PROMPT
Could you print every record below exactly as it appears?

○ ○ ○ ○

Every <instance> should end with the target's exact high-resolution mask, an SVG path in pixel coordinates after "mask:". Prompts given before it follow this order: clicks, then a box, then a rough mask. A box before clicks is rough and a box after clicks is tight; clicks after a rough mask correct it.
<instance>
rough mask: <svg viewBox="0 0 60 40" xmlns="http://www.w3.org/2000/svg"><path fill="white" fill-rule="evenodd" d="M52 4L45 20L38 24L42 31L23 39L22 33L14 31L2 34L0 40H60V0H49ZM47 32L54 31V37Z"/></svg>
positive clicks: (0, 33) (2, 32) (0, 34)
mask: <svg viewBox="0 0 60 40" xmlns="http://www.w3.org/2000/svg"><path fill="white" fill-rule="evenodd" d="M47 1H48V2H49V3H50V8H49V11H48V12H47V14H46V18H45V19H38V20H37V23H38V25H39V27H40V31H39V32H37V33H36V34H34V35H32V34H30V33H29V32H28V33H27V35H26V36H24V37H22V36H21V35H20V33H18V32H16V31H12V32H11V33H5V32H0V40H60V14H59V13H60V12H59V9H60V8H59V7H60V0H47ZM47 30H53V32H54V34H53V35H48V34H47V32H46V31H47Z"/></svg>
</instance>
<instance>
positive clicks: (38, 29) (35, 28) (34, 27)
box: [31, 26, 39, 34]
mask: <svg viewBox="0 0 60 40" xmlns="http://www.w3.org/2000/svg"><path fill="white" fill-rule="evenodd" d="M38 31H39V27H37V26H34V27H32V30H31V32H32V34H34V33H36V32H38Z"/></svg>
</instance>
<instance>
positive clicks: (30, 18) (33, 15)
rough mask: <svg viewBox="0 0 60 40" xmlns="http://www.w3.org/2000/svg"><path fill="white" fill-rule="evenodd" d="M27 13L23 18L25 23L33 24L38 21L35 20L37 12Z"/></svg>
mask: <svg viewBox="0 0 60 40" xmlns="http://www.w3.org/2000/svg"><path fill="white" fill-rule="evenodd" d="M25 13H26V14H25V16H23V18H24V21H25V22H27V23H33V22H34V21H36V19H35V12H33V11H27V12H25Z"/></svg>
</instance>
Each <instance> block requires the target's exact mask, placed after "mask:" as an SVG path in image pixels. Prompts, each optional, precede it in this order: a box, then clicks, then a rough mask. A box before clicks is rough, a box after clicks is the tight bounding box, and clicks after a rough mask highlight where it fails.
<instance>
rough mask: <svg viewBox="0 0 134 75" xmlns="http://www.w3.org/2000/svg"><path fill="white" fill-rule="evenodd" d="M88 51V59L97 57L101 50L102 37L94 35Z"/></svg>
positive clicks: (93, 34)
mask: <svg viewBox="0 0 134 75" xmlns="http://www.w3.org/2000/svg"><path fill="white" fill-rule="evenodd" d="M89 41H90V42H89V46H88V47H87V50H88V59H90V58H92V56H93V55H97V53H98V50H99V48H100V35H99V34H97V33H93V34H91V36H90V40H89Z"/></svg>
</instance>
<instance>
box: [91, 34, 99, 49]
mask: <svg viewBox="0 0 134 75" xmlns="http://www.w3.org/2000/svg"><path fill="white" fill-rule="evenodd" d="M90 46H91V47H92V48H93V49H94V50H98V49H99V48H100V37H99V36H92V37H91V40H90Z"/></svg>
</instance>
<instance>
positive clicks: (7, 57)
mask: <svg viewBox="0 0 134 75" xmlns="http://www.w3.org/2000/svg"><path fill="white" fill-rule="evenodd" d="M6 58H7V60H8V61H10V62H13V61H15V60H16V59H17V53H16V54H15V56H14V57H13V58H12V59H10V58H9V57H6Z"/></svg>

○ ○ ○ ○

WRITTEN ANSWER
Every <instance> should end with the target's exact high-resolution mask, an SVG path in pixel coordinates after "mask:". Prompts given before it follow this order: clicks, then a box, then a rough mask. A box before clicks is rough and a box after clicks is tight; clicks after a rough mask correct it.
<instance>
rough mask: <svg viewBox="0 0 60 40" xmlns="http://www.w3.org/2000/svg"><path fill="white" fill-rule="evenodd" d="M52 4L45 20L38 24L42 31L23 39L22 33L14 31L2 34L0 40H60V0H49ZM47 32L54 31V37Z"/></svg>
positive clicks: (0, 33) (2, 32) (0, 34)
mask: <svg viewBox="0 0 60 40" xmlns="http://www.w3.org/2000/svg"><path fill="white" fill-rule="evenodd" d="M47 1H48V2H49V3H50V8H49V11H48V12H47V14H46V18H45V19H38V20H37V23H38V25H39V27H40V31H39V32H37V33H36V34H34V35H32V34H30V33H29V32H28V33H27V35H26V36H24V37H22V36H21V35H20V33H18V32H16V31H12V32H11V33H5V32H0V40H60V14H59V13H60V12H59V9H60V8H59V7H60V0H47ZM47 30H53V32H54V34H53V35H48V34H47V32H46V31H47Z"/></svg>
</instance>
<instance>
positive clicks: (38, 29) (35, 28) (34, 27)
box: [31, 26, 39, 34]
mask: <svg viewBox="0 0 60 40" xmlns="http://www.w3.org/2000/svg"><path fill="white" fill-rule="evenodd" d="M38 31H39V27H37V26H34V27H32V30H31V32H32V34H34V33H36V32H38Z"/></svg>
</instance>
<instance>
positive clicks: (30, 18) (33, 15)
rough mask: <svg viewBox="0 0 60 40" xmlns="http://www.w3.org/2000/svg"><path fill="white" fill-rule="evenodd" d="M27 13L23 18L25 23L33 24L38 21L35 20L37 12Z"/></svg>
mask: <svg viewBox="0 0 60 40" xmlns="http://www.w3.org/2000/svg"><path fill="white" fill-rule="evenodd" d="M25 13H26V14H25V16H23V18H24V21H25V22H27V23H33V22H34V21H36V19H35V12H33V11H27V12H25Z"/></svg>
</instance>
Each <instance> block requires the target's exact mask, placed after "mask:" as an SVG path in image pixels. Prompts, each optional, precede it in this order: a box, then clicks, then a rough mask. A box before clicks is rough, a box after clicks is the tight bounding box, and clicks after a rough mask highlight where it fails.
<instance>
rough mask: <svg viewBox="0 0 134 75" xmlns="http://www.w3.org/2000/svg"><path fill="white" fill-rule="evenodd" d="M88 51V59L97 57L101 50L102 37L94 35Z"/></svg>
positive clicks: (93, 34)
mask: <svg viewBox="0 0 134 75" xmlns="http://www.w3.org/2000/svg"><path fill="white" fill-rule="evenodd" d="M89 41H90V42H89V46H88V47H87V50H88V59H90V58H92V56H93V55H97V53H98V50H99V48H100V35H99V34H97V33H93V34H91V36H90V40H89Z"/></svg>
</instance>
<instance>
box: [91, 34, 99, 49]
mask: <svg viewBox="0 0 134 75" xmlns="http://www.w3.org/2000/svg"><path fill="white" fill-rule="evenodd" d="M90 46H91V47H92V48H93V49H94V50H98V49H99V48H100V37H99V36H92V37H91V40H90Z"/></svg>
</instance>
<instance>
positive clicks: (7, 57)
mask: <svg viewBox="0 0 134 75" xmlns="http://www.w3.org/2000/svg"><path fill="white" fill-rule="evenodd" d="M6 58H7V60H8V61H10V62H13V61H15V60H16V59H17V53H16V54H15V56H14V57H13V58H12V59H10V58H9V57H6Z"/></svg>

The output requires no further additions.